## Records from a data source
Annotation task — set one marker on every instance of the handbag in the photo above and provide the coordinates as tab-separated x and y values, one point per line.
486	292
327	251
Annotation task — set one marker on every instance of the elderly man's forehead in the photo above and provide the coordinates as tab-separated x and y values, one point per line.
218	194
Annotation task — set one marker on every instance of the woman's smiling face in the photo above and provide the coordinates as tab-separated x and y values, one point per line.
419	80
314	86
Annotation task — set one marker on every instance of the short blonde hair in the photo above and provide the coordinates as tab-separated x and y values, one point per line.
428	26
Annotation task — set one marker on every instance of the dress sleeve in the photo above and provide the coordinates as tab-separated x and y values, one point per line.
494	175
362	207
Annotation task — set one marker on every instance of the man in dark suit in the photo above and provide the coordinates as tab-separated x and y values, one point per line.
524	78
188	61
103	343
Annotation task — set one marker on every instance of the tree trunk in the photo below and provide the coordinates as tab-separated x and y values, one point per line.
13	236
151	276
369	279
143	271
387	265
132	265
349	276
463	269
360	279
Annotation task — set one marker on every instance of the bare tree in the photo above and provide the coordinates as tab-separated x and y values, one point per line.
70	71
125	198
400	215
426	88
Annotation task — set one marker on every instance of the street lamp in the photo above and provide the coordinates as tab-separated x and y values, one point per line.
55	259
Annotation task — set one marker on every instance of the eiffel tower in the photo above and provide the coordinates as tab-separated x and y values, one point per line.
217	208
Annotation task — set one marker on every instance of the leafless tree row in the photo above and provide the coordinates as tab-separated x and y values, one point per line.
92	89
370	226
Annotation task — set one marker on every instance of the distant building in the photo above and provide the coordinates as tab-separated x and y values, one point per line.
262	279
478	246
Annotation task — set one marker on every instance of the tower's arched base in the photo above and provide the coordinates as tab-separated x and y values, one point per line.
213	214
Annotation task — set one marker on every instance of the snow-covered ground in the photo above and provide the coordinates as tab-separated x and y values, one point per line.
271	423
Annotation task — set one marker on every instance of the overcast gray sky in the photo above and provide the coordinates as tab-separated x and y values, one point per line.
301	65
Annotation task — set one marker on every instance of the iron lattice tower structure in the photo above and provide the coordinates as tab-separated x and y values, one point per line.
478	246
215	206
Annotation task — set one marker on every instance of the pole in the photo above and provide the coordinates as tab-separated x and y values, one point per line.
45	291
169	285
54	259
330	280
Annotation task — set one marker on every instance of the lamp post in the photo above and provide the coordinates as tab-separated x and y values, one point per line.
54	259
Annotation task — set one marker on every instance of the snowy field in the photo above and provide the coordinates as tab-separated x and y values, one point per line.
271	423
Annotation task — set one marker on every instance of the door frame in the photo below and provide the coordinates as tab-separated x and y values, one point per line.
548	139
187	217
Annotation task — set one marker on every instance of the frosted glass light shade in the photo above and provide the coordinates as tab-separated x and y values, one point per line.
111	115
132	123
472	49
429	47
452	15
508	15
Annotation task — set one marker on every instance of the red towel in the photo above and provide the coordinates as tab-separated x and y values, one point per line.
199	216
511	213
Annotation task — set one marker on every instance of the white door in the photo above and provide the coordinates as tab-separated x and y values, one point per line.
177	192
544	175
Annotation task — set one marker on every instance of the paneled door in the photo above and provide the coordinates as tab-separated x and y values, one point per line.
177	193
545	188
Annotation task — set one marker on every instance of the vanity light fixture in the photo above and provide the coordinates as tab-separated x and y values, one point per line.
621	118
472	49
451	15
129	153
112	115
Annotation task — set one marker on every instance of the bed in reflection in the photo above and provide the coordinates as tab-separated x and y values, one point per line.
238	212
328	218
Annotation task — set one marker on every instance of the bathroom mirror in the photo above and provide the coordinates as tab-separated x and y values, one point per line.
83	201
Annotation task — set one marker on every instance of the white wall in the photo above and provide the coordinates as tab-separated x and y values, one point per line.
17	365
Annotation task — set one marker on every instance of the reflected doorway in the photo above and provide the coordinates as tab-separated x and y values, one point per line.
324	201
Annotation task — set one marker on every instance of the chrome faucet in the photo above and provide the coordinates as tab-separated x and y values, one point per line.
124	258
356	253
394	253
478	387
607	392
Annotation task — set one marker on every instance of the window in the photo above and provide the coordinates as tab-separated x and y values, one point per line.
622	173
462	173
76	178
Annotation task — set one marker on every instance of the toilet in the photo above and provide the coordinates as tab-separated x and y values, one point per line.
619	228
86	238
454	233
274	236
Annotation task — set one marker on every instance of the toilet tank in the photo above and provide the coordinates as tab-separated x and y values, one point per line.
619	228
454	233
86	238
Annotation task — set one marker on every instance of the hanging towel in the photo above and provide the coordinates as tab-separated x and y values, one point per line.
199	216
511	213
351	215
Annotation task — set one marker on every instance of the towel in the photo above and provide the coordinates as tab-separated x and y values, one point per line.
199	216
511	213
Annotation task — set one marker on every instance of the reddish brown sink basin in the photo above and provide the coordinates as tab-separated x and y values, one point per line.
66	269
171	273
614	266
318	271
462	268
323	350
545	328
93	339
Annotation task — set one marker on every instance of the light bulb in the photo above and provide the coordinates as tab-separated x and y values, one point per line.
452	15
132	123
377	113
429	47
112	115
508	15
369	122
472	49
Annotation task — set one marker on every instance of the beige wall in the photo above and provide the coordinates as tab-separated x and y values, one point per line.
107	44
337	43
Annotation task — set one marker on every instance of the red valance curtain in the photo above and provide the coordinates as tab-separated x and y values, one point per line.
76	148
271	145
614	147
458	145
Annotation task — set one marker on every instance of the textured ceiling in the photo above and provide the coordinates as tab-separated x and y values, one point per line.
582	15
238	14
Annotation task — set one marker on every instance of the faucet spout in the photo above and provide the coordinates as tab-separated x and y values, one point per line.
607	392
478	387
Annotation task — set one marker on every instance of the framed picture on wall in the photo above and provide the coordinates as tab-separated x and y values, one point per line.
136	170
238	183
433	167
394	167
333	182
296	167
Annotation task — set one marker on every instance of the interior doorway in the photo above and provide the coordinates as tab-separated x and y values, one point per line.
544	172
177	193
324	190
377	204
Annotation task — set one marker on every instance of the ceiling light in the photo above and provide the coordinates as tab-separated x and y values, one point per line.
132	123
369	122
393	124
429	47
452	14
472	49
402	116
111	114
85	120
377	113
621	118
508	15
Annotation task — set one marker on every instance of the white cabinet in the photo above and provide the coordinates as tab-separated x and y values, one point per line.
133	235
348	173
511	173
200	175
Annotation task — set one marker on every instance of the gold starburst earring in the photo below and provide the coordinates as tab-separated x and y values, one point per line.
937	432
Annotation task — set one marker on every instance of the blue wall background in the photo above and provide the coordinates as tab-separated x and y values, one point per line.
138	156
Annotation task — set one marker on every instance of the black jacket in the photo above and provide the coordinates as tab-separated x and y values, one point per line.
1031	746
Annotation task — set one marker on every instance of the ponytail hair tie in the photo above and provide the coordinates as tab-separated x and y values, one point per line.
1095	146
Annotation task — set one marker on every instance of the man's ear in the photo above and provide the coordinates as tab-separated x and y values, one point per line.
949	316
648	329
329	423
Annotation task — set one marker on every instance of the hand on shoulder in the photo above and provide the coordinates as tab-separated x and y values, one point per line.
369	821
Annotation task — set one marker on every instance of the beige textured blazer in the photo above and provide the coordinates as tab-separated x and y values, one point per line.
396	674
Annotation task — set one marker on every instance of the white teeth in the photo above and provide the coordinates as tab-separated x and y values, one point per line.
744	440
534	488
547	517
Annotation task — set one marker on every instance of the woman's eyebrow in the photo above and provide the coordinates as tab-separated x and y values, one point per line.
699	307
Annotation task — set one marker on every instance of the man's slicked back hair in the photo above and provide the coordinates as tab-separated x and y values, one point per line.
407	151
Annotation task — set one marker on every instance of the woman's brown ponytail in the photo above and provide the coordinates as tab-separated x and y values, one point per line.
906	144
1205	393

## Your instructions
Set out every line of the material above as a Markdown table with a Row column for the row number and a Text column for the line, leaving out blank lines.

## Expected answer
| Row | Text |
|---|---|
| 1 | Annotation task — set one marker on every instance of the handbag in the photo above and provide the coordinates as tab-separated x and y values, one point per line. |
| 2 | 486	292 |
| 3 | 327	251 |
| 4 | Annotation task — set one marker on every instance of the elderly man's forehead in the photo above and provide the coordinates as tab-separated x and y values, one point per line. |
| 5 | 218	194 |
| 6 | Annotation task — set one marker on every instance of the woman's smiling face in the photo above and provide the coordinates as tab-separated x and y values, one point per line. |
| 7 | 419	80 |
| 8 | 314	86 |
| 9 | Annotation task — set one marker on every instance of the short blonde hair in the photo above and provide the coordinates as tab-separated x and y values, one point per line. |
| 10 | 428	26 |
| 11 | Annotation task — set one marker on every instance of the dress sleeve in the photo above and provide the coordinates as tab-separated x and y values, one point per line. |
| 12 | 494	175 |
| 13 | 362	207 |
| 14 | Annotation task — set one marker on every instance of the man in dark suit in the photo above and provide the coordinates as tab-separated x and y values, one point per line. |
| 15 | 524	78 |
| 16 | 188	61 |
| 17 | 103	343 |
| 18 | Annotation task — set one marker on every instance of the tree trunk in the photo below and provide the coordinates as tab-separated x and y values, one point per line. |
| 19 | 13	236 |
| 20 | 151	276 |
| 21 | 369	279 |
| 22 | 143	271 |
| 23 | 387	265 |
| 24 | 132	265 |
| 25 | 349	276 |
| 26 | 463	269 |
| 27 | 360	279 |
| 28 | Annotation task — set one marker on every instance of the bare tree in the photo above and provide the coordinates as tab-separated x and y values, one point per line. |
| 29 | 70	71 |
| 30 | 125	198 |
| 31 | 400	215 |
| 32 | 426	88 |
| 33 | Annotation task — set one marker on every instance of the street lamp in the photo above and provide the coordinates as tab-separated x and y values, one point per line. |
| 34 | 55	259 |
| 35 | Annotation task — set one marker on every instance of the eiffel tower in the photo above and provide the coordinates as tab-separated x and y values, one point per line. |
| 36 | 217	208 |
| 37 | Annotation task — set one marker on every instance of the leafless tree row in the photo above and provide the coordinates as tab-separated x and y values, one point per line. |
| 38 | 92	89 |
| 39 | 370	226 |
| 40 | Annotation task — set one marker on every instance of the distant building in the photo above and provide the coordinates as tab-separated x and y values, one point per line. |
| 41 | 262	279 |
| 42 | 478	246 |
| 43 | Annotation task — set one marker on every instance of the tower's arched base in the photo above and provide the coordinates as tab-separated x and y values, one point per line. |
| 44 | 213	214 |
| 45 | Annotation task — set one marker on every instance of the snow-covered ground in the photo above and provide the coordinates as tab-separated x and y values, one point per line. |
| 46 | 271	423 |
| 47 | Annotation task — set one marker on every instance of the overcast gray sky in the photo above and provide the coordinates as tab-separated x and y values, one point per line. |
| 48 | 301	65 |
| 49 | Annotation task — set one marker on every instance of the iron lattice tower structure in the photo above and provide the coordinates as tab-separated x and y values, one point per line. |
| 50 | 478	246 |
| 51 | 215	206 |
| 52 | Annotation task — set one marker on every instance of the pole in the photo above and provide the coordinates as tab-separated x and y values, one point per line. |
| 53 | 45	291 |
| 54 | 169	285 |
| 55 | 54	259 |
| 56 | 330	280 |
| 57 | Annotation task — set one marker on every instance of the lamp post in the photo above and provide the coordinates as tab-separated x and y values, one point per line. |
| 58 | 54	259 |
| 59 | Annotation task — set one marker on every instance of the snowy field in the photo above and provide the coordinates as tab-separated x and y values, one point per line. |
| 60 | 271	423 |
| 61 | Annotation task — set one marker on every instance of the door frame in the photo below and provide the coordinates as tab-separated x and y values, one point per line. |
| 62 | 548	139 |
| 63 | 187	217 |
| 64 | Annotation task — set one marker on every instance of the frosted glass light shade in the photo above and provide the coordinates as tab-separated x and y values, one point per line. |
| 65 | 111	115 |
| 66 | 132	123 |
| 67 | 472	49 |
| 68 | 429	47 |
| 69 | 452	15 |
| 70 | 508	15 |
| 71 | Annotation task — set one marker on every instance of the red towel in the photo above and provide the coordinates as tab-separated x and y values, one point per line. |
| 72 | 199	216 |
| 73 | 511	213 |
| 74 | Annotation task — set one marker on every instance of the white door in the photo above and provide the coordinates as tab-separated x and y values, one point per line. |
| 75 | 177	192 |
| 76 | 544	175 |
| 77 | Annotation task — set one marker on every instance of the paneled door in the photo above and provide the coordinates as tab-separated x and y values, one point per line. |
| 78 | 177	193 |
| 79 | 545	188 |
| 80 | Annotation task — set one marker on every instance of the vanity light fixture in the photo above and provide the coordinates as tab-separated x and y values, one point per line. |
| 81 | 621	118 |
| 82 | 472	49 |
| 83 | 451	15 |
| 84 | 129	153 |
| 85 | 112	115 |
| 86 | Annotation task — set one marker on every instance of the bed in reflection in the photo above and provide the coordinates as tab-separated x and y values, one point per line. |
| 87 | 238	212 |
| 88 | 328	218 |
| 89 | Annotation task — set one marker on every instance of the bathroom mirror in the photo above and provide the coordinates as tab-separated x and y values, one point per line. |
| 90 | 83	201 |
| 91 | Annotation task — set one marker on every instance of the white wall in the photo above and provide the coordinates as tab-separated x and y values, one point per line. |
| 92 | 17	365 |
| 93 | Annotation task — set one marker on every instance of the reflected doorway in the photo above and provide the coordinates as tab-separated x and y values, one point per line. |
| 94 | 324	201 |
| 95 | Annotation task — set one marker on every instance of the chrome faucet in the photo above and provide the coordinates as tab-separated x and y values, one point per line. |
| 96 | 124	258 |
| 97 | 356	253 |
| 98 | 394	253 |
| 99 | 478	387 |
| 100 | 607	392 |
| 101 | Annotation task — set one marker on every instance of the window in the photo above and provide the coordinates as tab-separated x and y values, one point per line. |
| 102 | 622	173 |
| 103 | 462	173 |
| 104 | 76	178 |
| 105 | Annotation task — set one marker on every instance of the toilet in the photo above and provide the coordinates as tab-separated x and y values, one point per line. |
| 106 | 619	228 |
| 107 | 86	238 |
| 108 | 454	233 |
| 109 | 274	236 |
| 110 | Annotation task — set one marker on every instance of the toilet tank in the photo above and provide the coordinates as tab-separated x and y values, one point per line. |
| 111 | 619	228 |
| 112 | 454	233 |
| 113 | 86	238 |
| 114 | Annotation task — set one marker on every instance of the hanging towel in the photo above and provide the coordinates as tab-separated x and y values, one point per line. |
| 115 | 199	216 |
| 116 | 511	213 |
| 117 | 351	215 |
| 118 | Annotation task — set one marker on every instance of the towel in the photo above and provide the coordinates as tab-separated x and y values, one point per line. |
| 119 | 199	216 |
| 120 | 511	213 |
| 121 | Annotation task — set one marker on every instance of the reddish brown sink basin in the photo above and provide the coordinates as tab-separated x and y values, one point per line. |
| 122 | 66	269 |
| 123 | 171	273 |
| 124 | 614	266 |
| 125 | 318	271 |
| 126 | 462	268 |
| 127 | 323	350 |
| 128 | 545	328 |
| 129 | 93	339 |
| 130 | Annotation task — set one marker on every instance of the light bulb in the photo above and provide the coordinates as tab-separated x and y values, one point per line. |
| 131 | 452	15 |
| 132 | 132	123 |
| 133 | 377	113 |
| 134 | 429	47 |
| 135 | 112	115 |
| 136 | 508	15 |
| 137 | 369	122 |
| 138 | 472	49 |
| 139 | Annotation task — set one marker on every instance of the beige wall in the photo above and provide the coordinates as tab-separated x and y values, one point per line. |
| 140 | 107	44 |
| 141 | 337	43 |
| 142 | Annotation task — set one marker on every instance of the red valance curtain in the photo above and provide the coordinates as tab-separated x and y values, one point per line. |
| 143 | 76	148 |
| 144 | 271	145 |
| 145 | 614	147 |
| 146 | 458	145 |
| 147 | Annotation task — set one marker on every instance of the textured ceiling in the photo above and provide the coordinates as tab-separated x and y values, one point per line. |
| 148 | 582	15 |
| 149 | 238	14 |
| 150 | Annotation task — set one marker on every instance of the faucet spout in the photo above and provide the coordinates as tab-separated x and y values, one point per line. |
| 151 | 607	392 |
| 152 | 478	387 |
| 153 | Annotation task — set one marker on every instance of the framed picture on wall in the photo above and provide the coordinates as tab-separated x and y values, one point per line. |
| 154 | 136	170 |
| 155 | 238	183 |
| 156 | 433	167 |
| 157 | 394	167 |
| 158 | 333	182 |
| 159 | 296	167 |
| 160 | Annotation task — set one marker on every instance of the interior doorway in the photo above and provide the coordinates as tab-separated x and y values, one point per line. |
| 161 | 544	172 |
| 162 | 177	193 |
| 163 | 324	190 |
| 164 | 377	204 |
| 165 | Annotation task — set one marker on every instance of the ceiling light in the photo above and provide the coordinates as tab-separated x and y values, one point per line. |
| 166 | 132	123 |
| 167 | 369	122 |
| 168 | 393	124 |
| 169 | 429	47 |
| 170 | 452	14 |
| 171 | 472	49 |
| 172 | 402	116 |
| 173 | 111	114 |
| 174 | 85	120 |
| 175 | 377	113 |
| 176 | 621	118 |
| 177 | 508	15 |
| 178 | Annotation task — set one marker on every instance of the white cabinet in the photo above and provide the coordinates as tab-separated x and y values, one point per line. |
| 179 | 133	235 |
| 180 | 348	173 |
| 181 | 511	173 |
| 182 | 200	175 |
| 183 | Annotation task — set one marker on every instance of the gold starburst earring in the photo below and provide the coordinates as tab-separated x and y values, one point per line. |
| 184 | 937	432 |
| 185 | Annotation task — set one marker on every instance of the blue wall background in the photo above and provide the coordinates as tab-separated x and y values, one point per line. |
| 186 | 138	156 |
| 187 | Annotation task — set one marker on every instance of the black jacket in the photo above and provide the coordinates as tab-separated x and y values, one point per line. |
| 188 | 1031	746 |
| 189 | Annotation task — set one marker on every instance of the ponytail hair tie in the photo above and provide the coordinates as tab-separated x and y values, one point per line. |
| 190 | 1095	146 |
| 191 | Annotation task — set one marker on every instance of the man's ear in the photo above and provide the coordinates as tab-separated x and y values, one point per line. |
| 192 | 949	316 |
| 193 | 648	329 |
| 194 | 329	423 |
| 195 | Annotation task — set one marker on every instance of the hand on shoulder in the photo above and provide the coordinates as tab-separated x and y values, one point per line. |
| 196 | 369	821 |
| 197 | Annotation task — set one marker on every instance of the beige textured blazer in the photo above and provide the coordinates as tab-separated x and y values, one point per line. |
| 198 | 396	674 |
| 199 | Annotation task — set one marker on every instance of the white teeth in the photo above and provide the coordinates as tab-separated x and y values, one point per line. |
| 200 | 744	440 |
| 201 | 534	488 |
| 202 | 547	517 |
| 203 | Annotation task — set one marker on every instance of the woman's eyebrow in the photo above and provide the coordinates as tab-separated x and y values, one point per line. |
| 204 | 699	307 |
| 205 | Annotation task — set one marker on every instance of the man's slicked back hair in the photo above and provide the coordinates as tab-separated x and y values, one point per line. |
| 206 | 407	151 |
| 207 | Annotation task — set one marker on every instance of the woman's brown ponytail in the photo above and provide the coordinates as tab-separated x and y values, one point per line. |
| 208 | 906	144 |
| 209 | 1205	393 |